# MATERIAL SHOWN:
------------------------------------------------------------------------
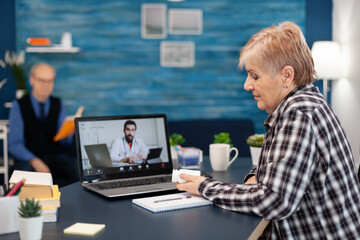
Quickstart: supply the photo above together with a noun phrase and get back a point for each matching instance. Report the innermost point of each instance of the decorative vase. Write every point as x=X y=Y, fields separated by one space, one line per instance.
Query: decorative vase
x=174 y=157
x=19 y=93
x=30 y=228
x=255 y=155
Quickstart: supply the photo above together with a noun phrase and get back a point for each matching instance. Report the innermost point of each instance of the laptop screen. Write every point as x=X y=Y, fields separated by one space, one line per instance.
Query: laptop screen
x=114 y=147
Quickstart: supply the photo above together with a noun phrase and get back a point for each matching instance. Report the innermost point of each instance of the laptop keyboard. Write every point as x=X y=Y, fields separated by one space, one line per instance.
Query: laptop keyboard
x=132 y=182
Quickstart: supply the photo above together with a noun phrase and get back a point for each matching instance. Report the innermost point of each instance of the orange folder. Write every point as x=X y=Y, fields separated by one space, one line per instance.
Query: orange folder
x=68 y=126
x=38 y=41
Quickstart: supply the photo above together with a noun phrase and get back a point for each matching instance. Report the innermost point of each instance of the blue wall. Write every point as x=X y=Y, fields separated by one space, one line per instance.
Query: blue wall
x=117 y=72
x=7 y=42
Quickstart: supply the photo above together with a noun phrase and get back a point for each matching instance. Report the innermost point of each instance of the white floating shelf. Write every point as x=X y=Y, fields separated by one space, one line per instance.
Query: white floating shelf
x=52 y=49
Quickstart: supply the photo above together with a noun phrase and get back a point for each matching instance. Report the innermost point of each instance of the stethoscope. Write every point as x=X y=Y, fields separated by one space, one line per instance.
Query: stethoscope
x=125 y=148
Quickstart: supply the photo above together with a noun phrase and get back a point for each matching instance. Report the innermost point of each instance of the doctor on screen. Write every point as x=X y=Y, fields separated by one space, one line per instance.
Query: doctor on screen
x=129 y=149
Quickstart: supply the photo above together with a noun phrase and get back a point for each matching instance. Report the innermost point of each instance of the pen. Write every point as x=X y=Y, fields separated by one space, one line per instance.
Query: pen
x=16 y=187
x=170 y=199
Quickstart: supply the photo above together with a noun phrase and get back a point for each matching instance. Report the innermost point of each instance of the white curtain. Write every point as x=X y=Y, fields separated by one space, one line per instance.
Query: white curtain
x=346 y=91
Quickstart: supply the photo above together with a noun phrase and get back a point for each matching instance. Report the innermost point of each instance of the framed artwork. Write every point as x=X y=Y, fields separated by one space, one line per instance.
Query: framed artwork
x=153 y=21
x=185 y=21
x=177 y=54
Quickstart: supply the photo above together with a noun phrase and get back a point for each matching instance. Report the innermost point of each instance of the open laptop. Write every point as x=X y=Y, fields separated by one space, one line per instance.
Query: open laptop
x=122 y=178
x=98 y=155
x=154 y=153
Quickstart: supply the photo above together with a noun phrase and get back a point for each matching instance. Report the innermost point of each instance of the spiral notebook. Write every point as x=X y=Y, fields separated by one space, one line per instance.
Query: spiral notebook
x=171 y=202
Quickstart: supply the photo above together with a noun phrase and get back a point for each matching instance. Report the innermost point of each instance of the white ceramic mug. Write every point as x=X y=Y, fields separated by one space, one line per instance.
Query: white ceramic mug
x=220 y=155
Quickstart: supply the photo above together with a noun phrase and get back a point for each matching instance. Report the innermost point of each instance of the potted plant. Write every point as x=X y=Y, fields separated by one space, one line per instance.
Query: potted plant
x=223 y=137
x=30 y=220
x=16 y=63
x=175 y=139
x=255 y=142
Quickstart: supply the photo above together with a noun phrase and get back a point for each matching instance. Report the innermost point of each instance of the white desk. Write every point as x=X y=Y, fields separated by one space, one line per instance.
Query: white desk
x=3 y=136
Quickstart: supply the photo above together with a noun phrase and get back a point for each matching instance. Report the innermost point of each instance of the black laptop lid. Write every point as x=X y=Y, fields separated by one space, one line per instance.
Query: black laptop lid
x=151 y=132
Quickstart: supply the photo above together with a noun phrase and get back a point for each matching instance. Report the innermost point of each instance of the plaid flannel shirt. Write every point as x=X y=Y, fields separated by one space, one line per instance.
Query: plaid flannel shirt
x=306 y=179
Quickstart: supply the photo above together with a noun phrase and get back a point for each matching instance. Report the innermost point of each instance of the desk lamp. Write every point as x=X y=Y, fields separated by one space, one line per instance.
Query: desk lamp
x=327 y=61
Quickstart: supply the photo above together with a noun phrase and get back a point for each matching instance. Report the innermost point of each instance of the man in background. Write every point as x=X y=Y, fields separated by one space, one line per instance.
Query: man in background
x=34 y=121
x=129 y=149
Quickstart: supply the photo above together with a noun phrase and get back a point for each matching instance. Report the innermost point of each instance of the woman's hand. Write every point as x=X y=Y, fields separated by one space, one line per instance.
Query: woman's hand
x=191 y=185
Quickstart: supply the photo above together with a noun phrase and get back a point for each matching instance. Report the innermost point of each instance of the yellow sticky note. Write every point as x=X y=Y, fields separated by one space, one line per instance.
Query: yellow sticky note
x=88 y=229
------------------------------------------------------------------------
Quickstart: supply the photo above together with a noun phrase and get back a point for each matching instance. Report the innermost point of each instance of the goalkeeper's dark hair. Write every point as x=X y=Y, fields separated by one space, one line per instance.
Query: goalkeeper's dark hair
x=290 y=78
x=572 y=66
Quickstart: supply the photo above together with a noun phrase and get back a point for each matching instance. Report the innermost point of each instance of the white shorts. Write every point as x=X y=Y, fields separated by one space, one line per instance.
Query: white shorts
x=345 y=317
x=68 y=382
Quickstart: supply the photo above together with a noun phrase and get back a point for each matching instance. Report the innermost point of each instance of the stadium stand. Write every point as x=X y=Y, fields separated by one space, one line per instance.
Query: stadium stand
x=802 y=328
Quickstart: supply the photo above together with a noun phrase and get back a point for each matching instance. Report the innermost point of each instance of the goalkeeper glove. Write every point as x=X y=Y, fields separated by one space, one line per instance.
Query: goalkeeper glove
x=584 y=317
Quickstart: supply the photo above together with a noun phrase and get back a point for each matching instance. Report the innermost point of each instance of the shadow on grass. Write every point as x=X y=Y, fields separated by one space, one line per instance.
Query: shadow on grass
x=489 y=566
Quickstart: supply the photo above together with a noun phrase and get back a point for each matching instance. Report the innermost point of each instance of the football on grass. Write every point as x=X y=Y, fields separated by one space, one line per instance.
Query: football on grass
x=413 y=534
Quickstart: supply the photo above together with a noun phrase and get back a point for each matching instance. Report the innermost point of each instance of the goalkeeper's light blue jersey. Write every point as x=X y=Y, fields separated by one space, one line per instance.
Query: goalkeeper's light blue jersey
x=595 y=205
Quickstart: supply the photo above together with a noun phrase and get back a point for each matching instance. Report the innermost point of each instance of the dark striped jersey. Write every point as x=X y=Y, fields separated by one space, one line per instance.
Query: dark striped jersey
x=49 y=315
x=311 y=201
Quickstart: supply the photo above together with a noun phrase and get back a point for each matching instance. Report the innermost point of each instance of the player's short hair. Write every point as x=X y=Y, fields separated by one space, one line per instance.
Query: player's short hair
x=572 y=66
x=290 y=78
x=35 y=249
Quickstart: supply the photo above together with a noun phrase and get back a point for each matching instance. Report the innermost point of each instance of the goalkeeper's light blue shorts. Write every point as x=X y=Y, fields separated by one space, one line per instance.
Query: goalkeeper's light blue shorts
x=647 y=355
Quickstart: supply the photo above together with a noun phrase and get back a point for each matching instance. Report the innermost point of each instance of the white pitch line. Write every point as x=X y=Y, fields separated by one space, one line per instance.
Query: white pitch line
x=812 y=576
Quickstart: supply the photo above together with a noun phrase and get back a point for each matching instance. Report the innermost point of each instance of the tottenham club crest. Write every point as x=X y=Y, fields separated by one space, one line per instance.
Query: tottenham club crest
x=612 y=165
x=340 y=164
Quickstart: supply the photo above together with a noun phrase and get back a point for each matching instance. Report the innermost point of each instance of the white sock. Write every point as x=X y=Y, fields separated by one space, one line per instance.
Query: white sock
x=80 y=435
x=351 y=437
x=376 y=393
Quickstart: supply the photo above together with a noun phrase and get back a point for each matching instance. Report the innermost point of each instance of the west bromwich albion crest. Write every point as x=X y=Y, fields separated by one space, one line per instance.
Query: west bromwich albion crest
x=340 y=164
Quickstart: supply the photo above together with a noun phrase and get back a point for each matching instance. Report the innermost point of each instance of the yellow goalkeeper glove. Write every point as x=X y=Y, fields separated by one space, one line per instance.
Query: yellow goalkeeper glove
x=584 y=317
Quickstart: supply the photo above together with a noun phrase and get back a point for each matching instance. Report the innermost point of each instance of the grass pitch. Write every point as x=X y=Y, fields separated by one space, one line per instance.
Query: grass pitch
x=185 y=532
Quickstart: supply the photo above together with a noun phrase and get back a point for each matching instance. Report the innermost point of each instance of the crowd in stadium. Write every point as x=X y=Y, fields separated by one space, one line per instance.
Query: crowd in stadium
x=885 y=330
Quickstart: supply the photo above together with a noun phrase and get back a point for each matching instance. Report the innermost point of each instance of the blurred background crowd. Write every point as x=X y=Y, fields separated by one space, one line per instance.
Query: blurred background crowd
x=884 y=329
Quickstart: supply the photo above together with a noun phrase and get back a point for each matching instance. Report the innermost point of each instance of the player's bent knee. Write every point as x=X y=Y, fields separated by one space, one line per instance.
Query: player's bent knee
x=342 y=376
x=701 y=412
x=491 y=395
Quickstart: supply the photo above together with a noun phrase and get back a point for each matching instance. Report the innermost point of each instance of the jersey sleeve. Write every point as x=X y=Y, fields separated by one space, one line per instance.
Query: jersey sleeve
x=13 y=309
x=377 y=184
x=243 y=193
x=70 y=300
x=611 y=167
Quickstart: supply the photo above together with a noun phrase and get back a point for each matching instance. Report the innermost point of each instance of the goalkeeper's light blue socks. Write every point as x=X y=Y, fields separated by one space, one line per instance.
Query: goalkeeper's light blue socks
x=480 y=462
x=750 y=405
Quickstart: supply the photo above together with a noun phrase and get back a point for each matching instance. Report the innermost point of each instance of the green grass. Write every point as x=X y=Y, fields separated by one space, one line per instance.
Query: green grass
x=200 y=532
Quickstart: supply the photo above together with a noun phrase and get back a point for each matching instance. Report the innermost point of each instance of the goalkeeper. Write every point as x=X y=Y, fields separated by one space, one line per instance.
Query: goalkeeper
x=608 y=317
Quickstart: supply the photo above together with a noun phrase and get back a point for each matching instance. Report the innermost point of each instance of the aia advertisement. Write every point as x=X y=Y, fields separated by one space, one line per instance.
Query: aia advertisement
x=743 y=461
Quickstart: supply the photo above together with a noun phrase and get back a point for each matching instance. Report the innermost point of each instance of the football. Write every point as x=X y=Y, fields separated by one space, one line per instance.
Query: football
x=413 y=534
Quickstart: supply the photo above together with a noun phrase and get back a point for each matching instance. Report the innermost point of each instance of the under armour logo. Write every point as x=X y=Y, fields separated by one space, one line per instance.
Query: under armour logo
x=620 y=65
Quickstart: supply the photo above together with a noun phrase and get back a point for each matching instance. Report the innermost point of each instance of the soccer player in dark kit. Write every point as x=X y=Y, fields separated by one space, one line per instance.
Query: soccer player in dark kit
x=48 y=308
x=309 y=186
------------------------------------------------------------------------
# WHAT NEEDS TO BE DONE:
Convert the listing between the line containing "of the doctor" and the line containing "x=220 y=155", inclusive, into a two-column CSV with the headers text and answer. Give one row for each passage of text together with the coordinates that follow it, and put each value in a single quoted field with line breaks replaced by spaces.

# TASK RESULT:
text,answer
"Quickstart: supply the photo above together with a noun phrase and get back a point for each matching instance. Report the innermost point of each instance of the doctor on screen. Write every point as x=X y=Y, fields separated by one space, one line per instance. Query: doctor on screen","x=129 y=149"
"Quickstart: supply the photo above together with a noun phrase and get back a point for each matching instance. Report the innermost point of each instance of the pen. Write every point as x=X y=Y, fields separated by one space, one line per instance. Query: pen","x=16 y=187 x=170 y=199"
"Quickstart: supply the photo above together with a noun phrase and get back a point for each matching instance. Report the innermost point of each instance of the white curtain. Write every point as x=X y=Y, fields separated by one space, one line per instance. Query: white curtain","x=346 y=91"
"Quickstart: supply the photo above together with a noun phrase and get back a point for each matching instance. Report the innermost point of each instance of the framed artwork. Write every point as x=X y=Y, fields separated by one space, one line per instance. Query: framed artwork","x=153 y=21 x=185 y=21 x=177 y=54"
"Quickstart: supply the photo above together with a noun phrase and get back a point for each matching instance. Report the innermost point of each instance of the open laptop. Write every point as x=X y=Y, fields separated by one space, one line per instance. Query: open laptop","x=122 y=178 x=98 y=155 x=154 y=153"
"Quickstart: supply the photo above together with a noun phrase and get back a point for each matching instance. Report the innermost point of each instance of the spiral notebook. Write every point as x=X y=Y, fields separated by one space, one line per instance. Query: spiral notebook","x=171 y=202"
"Quickstart: supply the photo above together with a noun phrase and get back a point for each matching instance. Report the innermost point of each instance of the white ceramic mug. Write every point as x=X y=Y, fields separated by one space, one line per instance. Query: white ceramic mug","x=220 y=155"